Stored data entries
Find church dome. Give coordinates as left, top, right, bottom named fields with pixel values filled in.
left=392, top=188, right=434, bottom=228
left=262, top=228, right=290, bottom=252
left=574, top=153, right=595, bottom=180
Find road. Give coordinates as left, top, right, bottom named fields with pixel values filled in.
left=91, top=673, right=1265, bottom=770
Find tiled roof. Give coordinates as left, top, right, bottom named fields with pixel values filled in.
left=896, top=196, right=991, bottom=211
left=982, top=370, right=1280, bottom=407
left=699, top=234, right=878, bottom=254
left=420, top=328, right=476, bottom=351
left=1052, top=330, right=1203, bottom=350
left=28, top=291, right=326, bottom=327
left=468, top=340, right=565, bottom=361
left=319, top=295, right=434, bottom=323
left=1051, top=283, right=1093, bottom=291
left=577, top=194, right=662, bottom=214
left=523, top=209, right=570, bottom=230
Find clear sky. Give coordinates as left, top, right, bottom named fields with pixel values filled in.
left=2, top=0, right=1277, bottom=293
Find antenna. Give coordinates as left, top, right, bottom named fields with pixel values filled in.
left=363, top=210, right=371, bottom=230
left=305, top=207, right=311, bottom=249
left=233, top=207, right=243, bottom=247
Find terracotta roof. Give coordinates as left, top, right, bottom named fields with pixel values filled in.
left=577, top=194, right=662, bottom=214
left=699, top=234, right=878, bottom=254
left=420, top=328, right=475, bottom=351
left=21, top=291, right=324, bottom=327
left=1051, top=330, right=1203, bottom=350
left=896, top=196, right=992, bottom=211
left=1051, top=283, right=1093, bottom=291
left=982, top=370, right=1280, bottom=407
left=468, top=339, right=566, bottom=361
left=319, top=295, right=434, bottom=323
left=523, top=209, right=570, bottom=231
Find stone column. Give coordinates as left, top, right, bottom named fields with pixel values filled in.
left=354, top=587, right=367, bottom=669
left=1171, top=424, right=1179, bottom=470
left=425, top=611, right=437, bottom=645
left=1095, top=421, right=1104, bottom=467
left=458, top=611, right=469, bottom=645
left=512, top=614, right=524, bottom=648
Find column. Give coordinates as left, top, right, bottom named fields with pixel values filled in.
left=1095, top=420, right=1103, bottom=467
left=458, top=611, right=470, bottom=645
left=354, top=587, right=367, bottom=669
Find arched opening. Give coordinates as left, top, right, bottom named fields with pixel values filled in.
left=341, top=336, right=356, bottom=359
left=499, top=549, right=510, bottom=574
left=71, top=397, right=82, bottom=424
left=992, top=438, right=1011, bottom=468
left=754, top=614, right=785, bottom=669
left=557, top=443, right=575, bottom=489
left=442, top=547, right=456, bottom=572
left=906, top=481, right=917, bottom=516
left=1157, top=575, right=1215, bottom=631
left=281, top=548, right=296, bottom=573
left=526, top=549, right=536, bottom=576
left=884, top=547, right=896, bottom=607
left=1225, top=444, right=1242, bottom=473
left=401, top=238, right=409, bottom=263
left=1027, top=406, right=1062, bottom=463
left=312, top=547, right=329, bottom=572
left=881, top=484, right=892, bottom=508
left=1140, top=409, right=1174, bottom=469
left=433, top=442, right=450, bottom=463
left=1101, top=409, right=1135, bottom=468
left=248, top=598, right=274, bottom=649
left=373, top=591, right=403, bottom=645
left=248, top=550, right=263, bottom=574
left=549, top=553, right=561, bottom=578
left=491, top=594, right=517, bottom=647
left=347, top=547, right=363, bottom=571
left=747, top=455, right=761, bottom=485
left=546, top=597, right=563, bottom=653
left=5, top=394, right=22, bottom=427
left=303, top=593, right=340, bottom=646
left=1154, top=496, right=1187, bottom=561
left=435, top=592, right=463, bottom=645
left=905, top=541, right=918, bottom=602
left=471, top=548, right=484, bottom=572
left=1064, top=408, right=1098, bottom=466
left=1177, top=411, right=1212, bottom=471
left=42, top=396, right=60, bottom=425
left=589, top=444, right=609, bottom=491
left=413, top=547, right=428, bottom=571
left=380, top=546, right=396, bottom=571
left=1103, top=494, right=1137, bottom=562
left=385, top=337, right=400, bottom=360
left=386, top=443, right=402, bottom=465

• [WORK ITEM]
Give back all the records above exactly as they were written.

• [EXERCISE ANSWER]
Find church dome. Give coordinates as left, top, right, bottom named fields with pixel values filled in.
left=392, top=188, right=434, bottom=228
left=262, top=228, right=290, bottom=252
left=574, top=153, right=595, bottom=180
Find road. Give coordinates as left, top, right, bottom named fields with pixel values filled in.
left=91, top=673, right=1265, bottom=770
Find tiled roof. Give coordinates as left, top, right, bottom named fields with pixel values filled in.
left=896, top=196, right=991, bottom=211
left=982, top=370, right=1280, bottom=407
left=699, top=234, right=878, bottom=254
left=420, top=328, right=476, bottom=351
left=1052, top=330, right=1203, bottom=350
left=28, top=291, right=326, bottom=327
left=468, top=340, right=565, bottom=361
left=319, top=295, right=434, bottom=323
left=1051, top=283, right=1093, bottom=291
left=577, top=194, right=662, bottom=214
left=523, top=209, right=570, bottom=230
Find clear sky. Give coordinates as left, top, right, bottom named fields with pixel values filled in.
left=2, top=0, right=1277, bottom=293
Find antenna. Give coordinates as left, top, right, bottom named fields with pixel values filled in.
left=363, top=210, right=371, bottom=230
left=305, top=207, right=311, bottom=249
left=233, top=207, right=243, bottom=247
Find terracotta roof. Give coordinates as left, top, right, bottom named fields with pixel values filled in.
left=577, top=194, right=662, bottom=214
left=699, top=234, right=878, bottom=254
left=420, top=328, right=475, bottom=351
left=21, top=291, right=324, bottom=327
left=1051, top=330, right=1203, bottom=350
left=896, top=196, right=992, bottom=211
left=1051, top=283, right=1093, bottom=291
left=982, top=370, right=1280, bottom=407
left=468, top=339, right=566, bottom=361
left=319, top=295, right=434, bottom=323
left=523, top=209, right=570, bottom=231
Find stone column. Give coordinates as left, top, right, bottom named fields with pixel values filled in.
left=354, top=587, right=367, bottom=669
left=1171, top=424, right=1179, bottom=470
left=425, top=611, right=437, bottom=645
left=1095, top=421, right=1104, bottom=467
left=458, top=611, right=469, bottom=645
left=512, top=614, right=524, bottom=648
Find column. Give coordinates as left, top, right, bottom named fields with pixel values filled in.
left=1095, top=420, right=1103, bottom=467
left=458, top=611, right=470, bottom=645
left=354, top=587, right=367, bottom=669
Find arched opening. Give coordinates as left, top, right, bottom named fields with pixel values filled in.
left=341, top=336, right=356, bottom=359
left=499, top=549, right=510, bottom=574
left=71, top=397, right=82, bottom=424
left=992, top=438, right=1011, bottom=468
left=754, top=614, right=785, bottom=669
left=557, top=443, right=575, bottom=489
left=442, top=547, right=456, bottom=572
left=906, top=481, right=917, bottom=516
left=1157, top=575, right=1215, bottom=631
left=281, top=548, right=296, bottom=573
left=526, top=549, right=536, bottom=576
left=884, top=547, right=896, bottom=607
left=1225, top=444, right=1242, bottom=473
left=401, top=238, right=409, bottom=263
left=1027, top=406, right=1062, bottom=463
left=312, top=547, right=329, bottom=572
left=881, top=484, right=892, bottom=508
left=1140, top=409, right=1174, bottom=469
left=433, top=442, right=450, bottom=463
left=1101, top=409, right=1135, bottom=468
left=248, top=598, right=274, bottom=649
left=373, top=591, right=403, bottom=645
left=248, top=550, right=263, bottom=574
left=549, top=553, right=561, bottom=578
left=491, top=594, right=517, bottom=647
left=347, top=547, right=363, bottom=571
left=747, top=455, right=761, bottom=485
left=546, top=597, right=563, bottom=653
left=5, top=394, right=22, bottom=427
left=303, top=593, right=340, bottom=646
left=1154, top=496, right=1187, bottom=561
left=435, top=592, right=463, bottom=645
left=905, top=541, right=918, bottom=602
left=471, top=548, right=484, bottom=572
left=1064, top=408, right=1098, bottom=466
left=1177, top=411, right=1212, bottom=471
left=42, top=396, right=60, bottom=425
left=589, top=444, right=609, bottom=491
left=413, top=547, right=428, bottom=571
left=380, top=546, right=396, bottom=571
left=1103, top=494, right=1137, bottom=562
left=385, top=337, right=400, bottom=360
left=386, top=443, right=402, bottom=465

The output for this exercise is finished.